Find every line in the records below that contains the word "large", and copy each of those lines in full.

— start of Record excerpts —

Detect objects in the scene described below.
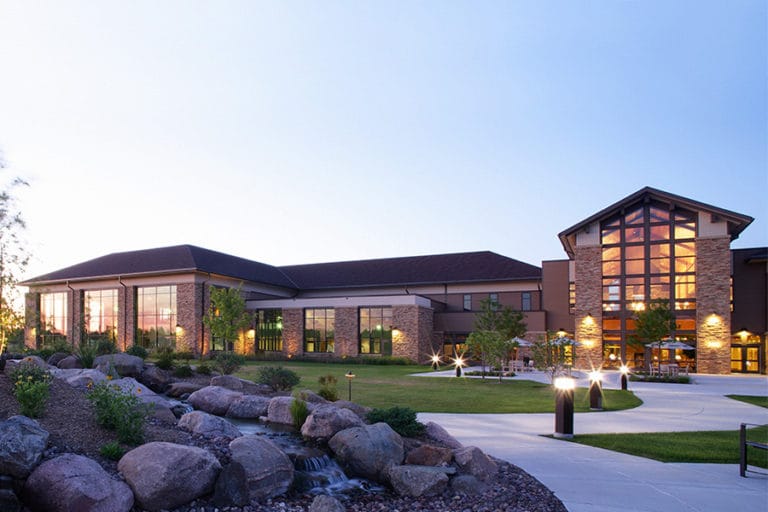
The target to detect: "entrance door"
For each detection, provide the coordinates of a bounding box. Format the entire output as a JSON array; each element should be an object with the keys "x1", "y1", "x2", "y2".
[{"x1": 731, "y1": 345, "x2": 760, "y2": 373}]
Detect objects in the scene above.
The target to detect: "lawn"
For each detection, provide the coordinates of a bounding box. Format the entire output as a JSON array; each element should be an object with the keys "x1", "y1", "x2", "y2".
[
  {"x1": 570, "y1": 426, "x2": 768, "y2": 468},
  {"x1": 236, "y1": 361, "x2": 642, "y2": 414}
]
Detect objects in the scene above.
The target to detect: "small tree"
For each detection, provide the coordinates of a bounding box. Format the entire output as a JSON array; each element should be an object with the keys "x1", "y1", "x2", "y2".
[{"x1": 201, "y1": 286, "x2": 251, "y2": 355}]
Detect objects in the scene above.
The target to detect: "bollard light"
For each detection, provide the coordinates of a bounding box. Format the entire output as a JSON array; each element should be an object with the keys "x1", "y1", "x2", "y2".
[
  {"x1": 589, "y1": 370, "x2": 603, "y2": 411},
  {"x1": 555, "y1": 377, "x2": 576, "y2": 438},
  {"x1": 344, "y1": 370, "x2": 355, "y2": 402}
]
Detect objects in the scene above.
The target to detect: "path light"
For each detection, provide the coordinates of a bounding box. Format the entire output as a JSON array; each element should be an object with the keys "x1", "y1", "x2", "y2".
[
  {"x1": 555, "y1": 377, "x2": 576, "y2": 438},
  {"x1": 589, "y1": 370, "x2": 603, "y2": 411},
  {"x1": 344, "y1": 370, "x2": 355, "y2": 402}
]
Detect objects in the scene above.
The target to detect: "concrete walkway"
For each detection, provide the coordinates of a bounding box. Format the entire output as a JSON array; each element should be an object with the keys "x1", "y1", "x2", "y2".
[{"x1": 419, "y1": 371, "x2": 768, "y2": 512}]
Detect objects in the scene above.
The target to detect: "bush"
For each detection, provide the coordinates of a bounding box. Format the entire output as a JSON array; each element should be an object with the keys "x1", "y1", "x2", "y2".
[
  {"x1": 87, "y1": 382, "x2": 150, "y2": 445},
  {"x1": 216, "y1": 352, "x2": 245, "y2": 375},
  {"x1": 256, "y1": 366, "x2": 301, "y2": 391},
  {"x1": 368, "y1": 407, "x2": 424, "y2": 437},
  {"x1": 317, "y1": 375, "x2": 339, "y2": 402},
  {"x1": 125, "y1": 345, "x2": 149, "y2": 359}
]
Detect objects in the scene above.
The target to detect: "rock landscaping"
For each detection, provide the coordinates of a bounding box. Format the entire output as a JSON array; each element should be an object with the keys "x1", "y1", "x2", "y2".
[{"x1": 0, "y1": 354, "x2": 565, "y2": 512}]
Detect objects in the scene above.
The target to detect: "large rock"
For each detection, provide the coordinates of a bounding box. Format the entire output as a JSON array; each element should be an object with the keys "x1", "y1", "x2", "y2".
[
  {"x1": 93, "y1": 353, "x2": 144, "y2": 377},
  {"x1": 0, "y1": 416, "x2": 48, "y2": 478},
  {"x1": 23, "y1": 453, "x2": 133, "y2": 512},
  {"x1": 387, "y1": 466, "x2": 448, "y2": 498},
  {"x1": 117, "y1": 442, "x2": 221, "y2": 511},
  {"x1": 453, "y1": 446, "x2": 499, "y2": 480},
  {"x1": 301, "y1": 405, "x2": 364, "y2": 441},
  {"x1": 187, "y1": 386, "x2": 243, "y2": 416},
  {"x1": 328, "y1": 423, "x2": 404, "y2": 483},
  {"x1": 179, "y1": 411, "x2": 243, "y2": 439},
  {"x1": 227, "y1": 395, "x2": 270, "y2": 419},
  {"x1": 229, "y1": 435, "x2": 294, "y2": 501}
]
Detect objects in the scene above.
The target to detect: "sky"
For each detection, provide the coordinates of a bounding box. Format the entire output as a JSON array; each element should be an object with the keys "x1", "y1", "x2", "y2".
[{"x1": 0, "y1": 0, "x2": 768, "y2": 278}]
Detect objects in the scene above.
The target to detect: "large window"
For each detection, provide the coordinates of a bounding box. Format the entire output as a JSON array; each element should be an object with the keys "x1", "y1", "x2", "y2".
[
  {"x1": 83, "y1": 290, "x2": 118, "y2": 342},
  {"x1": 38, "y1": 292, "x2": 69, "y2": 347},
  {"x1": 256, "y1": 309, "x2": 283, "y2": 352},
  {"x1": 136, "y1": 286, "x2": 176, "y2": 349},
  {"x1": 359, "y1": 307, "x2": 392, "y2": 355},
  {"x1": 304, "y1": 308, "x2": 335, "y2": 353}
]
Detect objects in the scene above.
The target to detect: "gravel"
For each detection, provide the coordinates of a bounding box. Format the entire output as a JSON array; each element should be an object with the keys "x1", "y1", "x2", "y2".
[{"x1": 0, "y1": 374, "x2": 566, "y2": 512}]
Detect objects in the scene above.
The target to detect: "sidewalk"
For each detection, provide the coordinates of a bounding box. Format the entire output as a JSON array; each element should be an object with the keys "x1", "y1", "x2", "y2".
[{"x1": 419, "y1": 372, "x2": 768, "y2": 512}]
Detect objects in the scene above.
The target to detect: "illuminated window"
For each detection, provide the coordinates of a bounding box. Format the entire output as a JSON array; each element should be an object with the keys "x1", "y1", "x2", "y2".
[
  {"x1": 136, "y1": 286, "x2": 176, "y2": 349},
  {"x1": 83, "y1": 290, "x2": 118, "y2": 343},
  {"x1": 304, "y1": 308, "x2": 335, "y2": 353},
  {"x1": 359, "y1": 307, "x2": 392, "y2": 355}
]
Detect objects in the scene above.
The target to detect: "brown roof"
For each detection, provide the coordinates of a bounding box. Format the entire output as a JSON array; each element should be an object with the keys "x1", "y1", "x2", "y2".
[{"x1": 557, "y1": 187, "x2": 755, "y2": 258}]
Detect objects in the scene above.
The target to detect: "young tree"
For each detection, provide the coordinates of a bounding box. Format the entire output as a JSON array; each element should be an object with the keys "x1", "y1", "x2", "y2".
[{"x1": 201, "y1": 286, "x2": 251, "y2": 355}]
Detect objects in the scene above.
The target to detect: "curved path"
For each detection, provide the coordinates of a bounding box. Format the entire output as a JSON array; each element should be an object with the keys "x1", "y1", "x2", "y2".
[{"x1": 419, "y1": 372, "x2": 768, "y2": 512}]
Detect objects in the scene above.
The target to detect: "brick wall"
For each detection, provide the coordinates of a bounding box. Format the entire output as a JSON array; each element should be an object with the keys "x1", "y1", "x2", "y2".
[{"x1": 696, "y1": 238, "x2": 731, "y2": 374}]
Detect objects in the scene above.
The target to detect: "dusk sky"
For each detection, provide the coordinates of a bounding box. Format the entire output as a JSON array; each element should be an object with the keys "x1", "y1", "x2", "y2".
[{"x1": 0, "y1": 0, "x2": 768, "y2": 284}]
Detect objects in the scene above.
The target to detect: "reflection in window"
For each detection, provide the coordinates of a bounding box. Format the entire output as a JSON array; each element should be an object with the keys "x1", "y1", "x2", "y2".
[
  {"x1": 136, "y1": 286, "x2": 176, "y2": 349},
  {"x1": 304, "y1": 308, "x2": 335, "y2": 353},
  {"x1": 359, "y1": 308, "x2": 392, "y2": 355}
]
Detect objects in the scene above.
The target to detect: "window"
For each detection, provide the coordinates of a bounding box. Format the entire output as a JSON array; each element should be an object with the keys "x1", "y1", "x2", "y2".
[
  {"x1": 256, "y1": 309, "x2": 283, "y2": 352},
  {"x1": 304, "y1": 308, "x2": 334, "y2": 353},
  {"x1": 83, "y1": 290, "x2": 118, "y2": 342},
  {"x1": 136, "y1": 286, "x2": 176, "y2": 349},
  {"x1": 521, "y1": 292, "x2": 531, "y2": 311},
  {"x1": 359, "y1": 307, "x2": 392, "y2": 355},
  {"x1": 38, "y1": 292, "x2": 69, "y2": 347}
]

— end of Record excerpts —
— start of Record excerpts —

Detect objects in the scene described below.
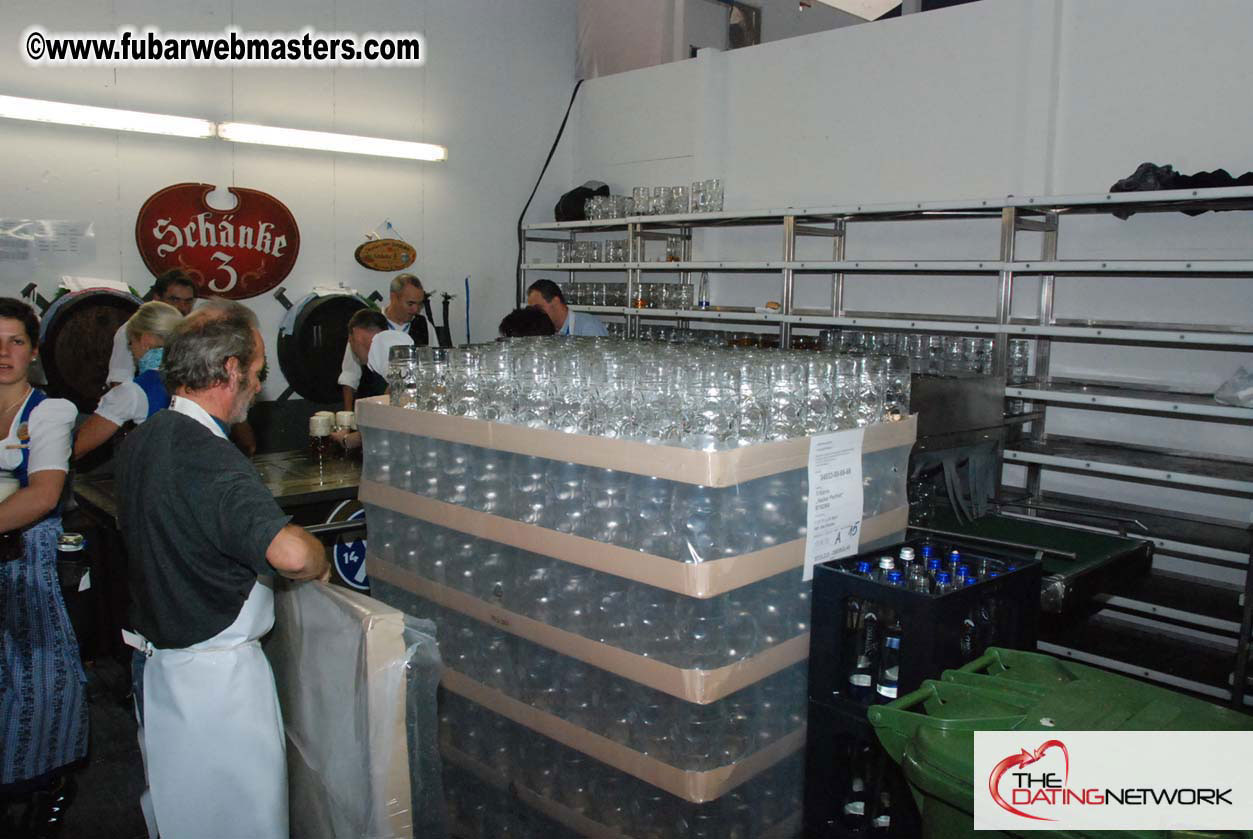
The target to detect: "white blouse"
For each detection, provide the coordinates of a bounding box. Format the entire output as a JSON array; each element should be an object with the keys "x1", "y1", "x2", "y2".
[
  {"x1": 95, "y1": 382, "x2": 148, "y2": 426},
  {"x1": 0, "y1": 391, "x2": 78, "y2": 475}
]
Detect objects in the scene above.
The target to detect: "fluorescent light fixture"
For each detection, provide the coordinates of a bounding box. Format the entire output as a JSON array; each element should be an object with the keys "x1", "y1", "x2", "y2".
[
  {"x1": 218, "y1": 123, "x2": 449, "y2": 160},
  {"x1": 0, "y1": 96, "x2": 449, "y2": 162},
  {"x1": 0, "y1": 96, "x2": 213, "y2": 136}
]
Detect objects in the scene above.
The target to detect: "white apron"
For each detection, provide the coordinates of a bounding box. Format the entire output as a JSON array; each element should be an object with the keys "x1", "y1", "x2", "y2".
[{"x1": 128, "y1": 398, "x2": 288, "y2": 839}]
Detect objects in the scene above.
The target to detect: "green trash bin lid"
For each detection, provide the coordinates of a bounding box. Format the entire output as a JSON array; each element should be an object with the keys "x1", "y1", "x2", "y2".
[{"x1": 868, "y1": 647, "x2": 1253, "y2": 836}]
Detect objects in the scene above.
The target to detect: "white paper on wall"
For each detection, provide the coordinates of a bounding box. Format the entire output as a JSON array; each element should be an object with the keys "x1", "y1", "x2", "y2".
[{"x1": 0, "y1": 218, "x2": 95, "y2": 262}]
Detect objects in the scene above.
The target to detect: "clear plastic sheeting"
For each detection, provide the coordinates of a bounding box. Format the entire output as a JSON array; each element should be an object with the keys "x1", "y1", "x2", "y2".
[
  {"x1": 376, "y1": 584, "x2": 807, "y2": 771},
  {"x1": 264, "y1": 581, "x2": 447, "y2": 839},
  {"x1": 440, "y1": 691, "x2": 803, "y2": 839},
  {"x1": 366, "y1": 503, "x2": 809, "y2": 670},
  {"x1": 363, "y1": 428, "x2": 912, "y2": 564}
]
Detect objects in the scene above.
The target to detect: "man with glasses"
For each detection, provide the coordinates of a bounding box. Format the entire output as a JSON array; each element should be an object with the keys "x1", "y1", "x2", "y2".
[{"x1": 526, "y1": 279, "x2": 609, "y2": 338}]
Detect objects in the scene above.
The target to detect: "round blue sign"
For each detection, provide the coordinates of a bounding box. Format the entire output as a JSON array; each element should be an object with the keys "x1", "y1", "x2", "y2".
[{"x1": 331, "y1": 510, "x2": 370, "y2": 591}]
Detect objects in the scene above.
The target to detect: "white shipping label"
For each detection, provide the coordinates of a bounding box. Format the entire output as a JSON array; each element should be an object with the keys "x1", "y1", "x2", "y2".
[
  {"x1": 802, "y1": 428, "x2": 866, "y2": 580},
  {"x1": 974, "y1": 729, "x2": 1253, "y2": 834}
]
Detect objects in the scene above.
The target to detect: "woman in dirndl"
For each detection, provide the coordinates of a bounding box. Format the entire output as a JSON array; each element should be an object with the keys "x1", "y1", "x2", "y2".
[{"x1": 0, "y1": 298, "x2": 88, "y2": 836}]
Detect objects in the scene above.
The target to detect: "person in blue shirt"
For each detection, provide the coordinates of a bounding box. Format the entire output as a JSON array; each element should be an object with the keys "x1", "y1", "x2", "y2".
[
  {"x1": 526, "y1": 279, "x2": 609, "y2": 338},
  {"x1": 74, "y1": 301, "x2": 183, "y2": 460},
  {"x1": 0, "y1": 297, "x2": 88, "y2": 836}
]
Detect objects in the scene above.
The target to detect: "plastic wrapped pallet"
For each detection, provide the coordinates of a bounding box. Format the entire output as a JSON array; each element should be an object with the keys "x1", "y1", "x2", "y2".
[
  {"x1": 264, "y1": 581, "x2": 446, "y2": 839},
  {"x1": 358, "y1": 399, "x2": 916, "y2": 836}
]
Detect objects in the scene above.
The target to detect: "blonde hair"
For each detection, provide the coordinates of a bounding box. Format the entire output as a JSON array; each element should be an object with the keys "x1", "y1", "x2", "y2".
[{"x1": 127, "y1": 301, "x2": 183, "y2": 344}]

— end of Record excerpts —

◆ Answer for this exercise:
The target to detect: "large rock"
The target to detect: "large window"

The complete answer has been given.